Problem description: Copy exactly the run of lines that begins at the line with "Category: hazy sky." and ends at the final line of the entries.

(A run of records)
* * *

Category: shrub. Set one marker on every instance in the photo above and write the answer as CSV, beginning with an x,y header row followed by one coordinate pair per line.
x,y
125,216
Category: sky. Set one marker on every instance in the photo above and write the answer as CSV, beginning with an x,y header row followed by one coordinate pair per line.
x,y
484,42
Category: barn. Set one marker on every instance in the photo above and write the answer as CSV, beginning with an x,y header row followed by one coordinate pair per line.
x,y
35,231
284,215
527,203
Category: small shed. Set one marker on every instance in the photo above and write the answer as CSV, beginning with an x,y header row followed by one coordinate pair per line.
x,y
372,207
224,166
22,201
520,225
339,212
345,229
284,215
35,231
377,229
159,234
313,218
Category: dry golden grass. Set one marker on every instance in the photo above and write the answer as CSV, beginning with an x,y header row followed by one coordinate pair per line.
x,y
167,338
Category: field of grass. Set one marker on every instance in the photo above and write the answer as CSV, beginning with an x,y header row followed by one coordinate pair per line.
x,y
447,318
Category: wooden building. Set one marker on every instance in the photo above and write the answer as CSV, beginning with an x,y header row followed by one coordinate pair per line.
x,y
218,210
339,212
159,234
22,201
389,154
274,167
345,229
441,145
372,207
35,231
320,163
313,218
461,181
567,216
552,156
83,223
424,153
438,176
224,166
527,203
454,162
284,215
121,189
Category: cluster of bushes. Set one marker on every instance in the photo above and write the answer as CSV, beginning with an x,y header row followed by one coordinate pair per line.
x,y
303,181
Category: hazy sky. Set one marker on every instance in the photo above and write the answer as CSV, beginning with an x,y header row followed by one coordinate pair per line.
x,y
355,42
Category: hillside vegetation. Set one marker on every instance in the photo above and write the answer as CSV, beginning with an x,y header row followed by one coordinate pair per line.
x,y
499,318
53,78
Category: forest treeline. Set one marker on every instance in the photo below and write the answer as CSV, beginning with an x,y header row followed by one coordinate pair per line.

* * *

The response:
Category: hazy sky. Set one marker on every instance in the photo above and write the answer as CSV, beginning with an x,y header row followed by one coordinate pair per line.
x,y
355,42
Category: hillside vegetation. Set one marker on every instance in the photo above and write the answer as CSV, beginning with an x,y header row followed by one coordinate pair per line.
x,y
499,318
53,78
Category: forest treeline. Set one marker on every instance in the photo below and write the answer as CSV, beginning with an x,y header row followed by one coordinate pair per line.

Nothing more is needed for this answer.